#### [Problems to work on]
A – Render this sentence from the abstract on distributed flowshop scheduling below into Spanish: "Finally, the optimal values of the algorithmic parameters are determined by the orthogonal test."
B – Decide whether each statement agrees with the abstract on distributed flowshop scheduling below: (i) the AIDE represents solutions with a two-dimensional vector; (ii) the initial antibody population is produced by simulated annealing; (iii) on large-scale instances, the AIDE's average relative percentage deviation is 12.51%.

#### [Source text]
-*-*-

An artificial immune differential evolution algorithm for scheduling a distributed heterogeneous flexible flowshop

This paper studies a distributed heterogeneous flexible flowshop problem (DHFFP) with sequence-dependent setup and transport times, where each job has a release time and each production stage has multiple unrelated parallel machines. An integer linear programming (ILP) model and a new artificial immune differential evolution (AIDE) algorithm are proposed aiming to minimize the makespan and total tardiness simultaneously. Firstly, the AIDE employs a two-dimensional vector encoding scheme including the information of job permutation and factory allocation for solution representation. In addition, a dynamic decoding scheme is designed to construct a feasible schedule. Secondly, three distributed Nawaz–Enscore–Ham (NEH) based constructive heuristics are presented to provide the initial antibody population. Thirdly, a discrete differential evolution algorithm is introduced to mutate the cloned antibodies. Further, clonal suppression is applied by eliminating the antibodies with lower stimulation values. Simulated annealing (SA) based local search is incorporated with four problem-specific neighborhood structures to enhance the algorithm. Finally, the optimal values of the algorithmic parameters are determined by the orthogonal test. Some numerical experiments of the ILP model on small-scale instances are conducted to show the effectiveness of the proposed AIDE algorithm. The AIDE algorithm is also compared with several existing algorithms for different scale instances. The results demonstrate that the AIDE algorithm generates average relative percentage deviation of 12.51% and 7.99% respectively for small & medium-scale instances and large-scale instances, which is the best-performing among all algorithms.

-*-*-

Dataset entries:
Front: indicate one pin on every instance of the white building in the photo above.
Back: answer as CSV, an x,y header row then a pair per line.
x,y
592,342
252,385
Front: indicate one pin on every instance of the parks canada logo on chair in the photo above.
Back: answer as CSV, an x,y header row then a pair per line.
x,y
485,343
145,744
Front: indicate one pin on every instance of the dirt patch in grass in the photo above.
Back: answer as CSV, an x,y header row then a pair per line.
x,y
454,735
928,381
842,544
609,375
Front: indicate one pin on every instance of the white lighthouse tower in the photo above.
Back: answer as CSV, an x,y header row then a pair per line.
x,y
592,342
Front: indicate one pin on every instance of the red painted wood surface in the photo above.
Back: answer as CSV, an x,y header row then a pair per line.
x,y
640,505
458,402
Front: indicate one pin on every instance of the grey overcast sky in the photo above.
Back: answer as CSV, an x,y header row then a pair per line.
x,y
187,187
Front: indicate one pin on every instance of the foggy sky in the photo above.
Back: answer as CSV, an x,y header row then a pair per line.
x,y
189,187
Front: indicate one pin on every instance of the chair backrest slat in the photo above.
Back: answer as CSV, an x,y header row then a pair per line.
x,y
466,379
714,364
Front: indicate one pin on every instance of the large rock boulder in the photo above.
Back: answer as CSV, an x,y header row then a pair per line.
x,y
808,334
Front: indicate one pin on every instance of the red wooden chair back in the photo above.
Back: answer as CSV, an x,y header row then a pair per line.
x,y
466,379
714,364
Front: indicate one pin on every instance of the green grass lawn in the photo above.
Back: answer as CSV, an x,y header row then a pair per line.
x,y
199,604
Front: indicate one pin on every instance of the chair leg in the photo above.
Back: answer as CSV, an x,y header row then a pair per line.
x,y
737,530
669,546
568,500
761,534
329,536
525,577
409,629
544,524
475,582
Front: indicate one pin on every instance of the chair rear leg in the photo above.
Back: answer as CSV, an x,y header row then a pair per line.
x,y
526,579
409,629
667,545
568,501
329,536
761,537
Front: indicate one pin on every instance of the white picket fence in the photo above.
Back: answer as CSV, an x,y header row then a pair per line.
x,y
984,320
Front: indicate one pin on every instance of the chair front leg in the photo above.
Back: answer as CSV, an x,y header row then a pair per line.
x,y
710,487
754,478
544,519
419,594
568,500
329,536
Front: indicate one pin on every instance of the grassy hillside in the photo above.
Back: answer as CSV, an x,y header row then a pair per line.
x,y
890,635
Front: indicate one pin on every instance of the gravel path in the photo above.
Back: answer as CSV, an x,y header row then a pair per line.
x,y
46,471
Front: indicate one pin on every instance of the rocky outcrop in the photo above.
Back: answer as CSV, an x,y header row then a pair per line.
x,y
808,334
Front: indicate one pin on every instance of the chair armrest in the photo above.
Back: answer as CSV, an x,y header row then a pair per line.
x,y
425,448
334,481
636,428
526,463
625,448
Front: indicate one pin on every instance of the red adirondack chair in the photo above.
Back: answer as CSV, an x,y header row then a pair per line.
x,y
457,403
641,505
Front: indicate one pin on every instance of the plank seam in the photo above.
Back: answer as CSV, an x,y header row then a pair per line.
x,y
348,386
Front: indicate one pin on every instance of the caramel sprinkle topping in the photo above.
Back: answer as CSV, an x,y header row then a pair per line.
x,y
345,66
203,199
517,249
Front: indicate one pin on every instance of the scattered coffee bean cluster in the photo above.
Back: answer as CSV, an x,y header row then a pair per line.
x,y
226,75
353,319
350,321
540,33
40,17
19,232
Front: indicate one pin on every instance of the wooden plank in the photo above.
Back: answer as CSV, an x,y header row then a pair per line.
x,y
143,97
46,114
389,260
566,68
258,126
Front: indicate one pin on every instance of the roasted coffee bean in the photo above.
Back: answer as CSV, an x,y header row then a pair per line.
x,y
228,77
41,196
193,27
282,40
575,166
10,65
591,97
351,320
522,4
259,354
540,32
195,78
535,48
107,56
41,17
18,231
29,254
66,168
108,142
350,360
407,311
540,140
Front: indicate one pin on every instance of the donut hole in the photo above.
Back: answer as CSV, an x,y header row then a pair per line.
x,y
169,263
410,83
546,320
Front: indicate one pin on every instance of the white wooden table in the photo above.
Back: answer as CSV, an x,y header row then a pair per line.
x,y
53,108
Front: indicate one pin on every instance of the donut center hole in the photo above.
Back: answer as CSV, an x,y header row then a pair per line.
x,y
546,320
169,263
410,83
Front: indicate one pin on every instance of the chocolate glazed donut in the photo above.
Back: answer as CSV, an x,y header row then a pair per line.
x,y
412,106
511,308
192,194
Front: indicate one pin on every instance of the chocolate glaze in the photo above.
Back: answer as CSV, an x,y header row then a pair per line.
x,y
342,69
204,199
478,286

-*-*-

#### [Answers for this exercise]
A – Por último, los valores óptimos de los parámetros algorítmicos se determinan mediante la prueba ortogonal.

B –
(i) Yes: "the AIDE employs a two-dimensional vector encoding scheme including the information of job permutation and factory allocation for solution representation."
(ii) No: "three distributed Nawaz–Enscore–Ham (NEH) based constructive heuristics are presented to provide the initial antibody population."
(iii) No: "12.51% and 7.99% respectively for small & medium-scale instances and large-scale instances."